#### Task material ####

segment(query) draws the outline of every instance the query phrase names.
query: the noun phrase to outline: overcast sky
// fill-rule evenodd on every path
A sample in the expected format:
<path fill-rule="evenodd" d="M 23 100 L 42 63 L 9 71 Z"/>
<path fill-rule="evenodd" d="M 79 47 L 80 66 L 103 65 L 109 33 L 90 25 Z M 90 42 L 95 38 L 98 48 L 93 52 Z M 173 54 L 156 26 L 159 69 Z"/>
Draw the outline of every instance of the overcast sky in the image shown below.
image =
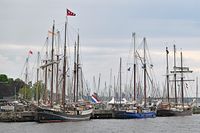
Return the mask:
<path fill-rule="evenodd" d="M 182 49 L 184 64 L 194 70 L 195 77 L 200 70 L 199 6 L 199 0 L 0 0 L 0 73 L 20 77 L 28 51 L 34 52 L 30 59 L 34 62 L 53 20 L 62 30 L 69 8 L 77 14 L 69 23 L 79 29 L 82 65 L 90 84 L 99 73 L 102 82 L 109 82 L 111 68 L 117 73 L 119 58 L 127 60 L 132 32 L 138 44 L 147 38 L 160 83 L 165 74 L 165 47 L 172 51 L 173 44 Z"/>

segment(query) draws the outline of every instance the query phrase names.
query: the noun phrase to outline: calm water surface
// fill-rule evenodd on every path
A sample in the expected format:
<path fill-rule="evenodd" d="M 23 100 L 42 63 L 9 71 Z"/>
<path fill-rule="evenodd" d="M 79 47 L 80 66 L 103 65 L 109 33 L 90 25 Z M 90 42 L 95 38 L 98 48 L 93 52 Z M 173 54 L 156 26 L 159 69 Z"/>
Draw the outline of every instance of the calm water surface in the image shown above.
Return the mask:
<path fill-rule="evenodd" d="M 0 133 L 200 133 L 200 115 L 63 123 L 0 123 Z"/>

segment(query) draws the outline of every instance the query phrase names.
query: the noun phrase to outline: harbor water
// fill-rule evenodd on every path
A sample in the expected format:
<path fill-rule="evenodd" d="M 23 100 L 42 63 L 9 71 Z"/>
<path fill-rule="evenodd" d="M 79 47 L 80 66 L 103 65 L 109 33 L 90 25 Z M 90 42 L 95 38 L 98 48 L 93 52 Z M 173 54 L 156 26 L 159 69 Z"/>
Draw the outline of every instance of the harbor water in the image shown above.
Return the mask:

####

* _Your instructions_
Count the lines in the segmentation records that contain the word "above", and reply with the number alone.

* _The output_
2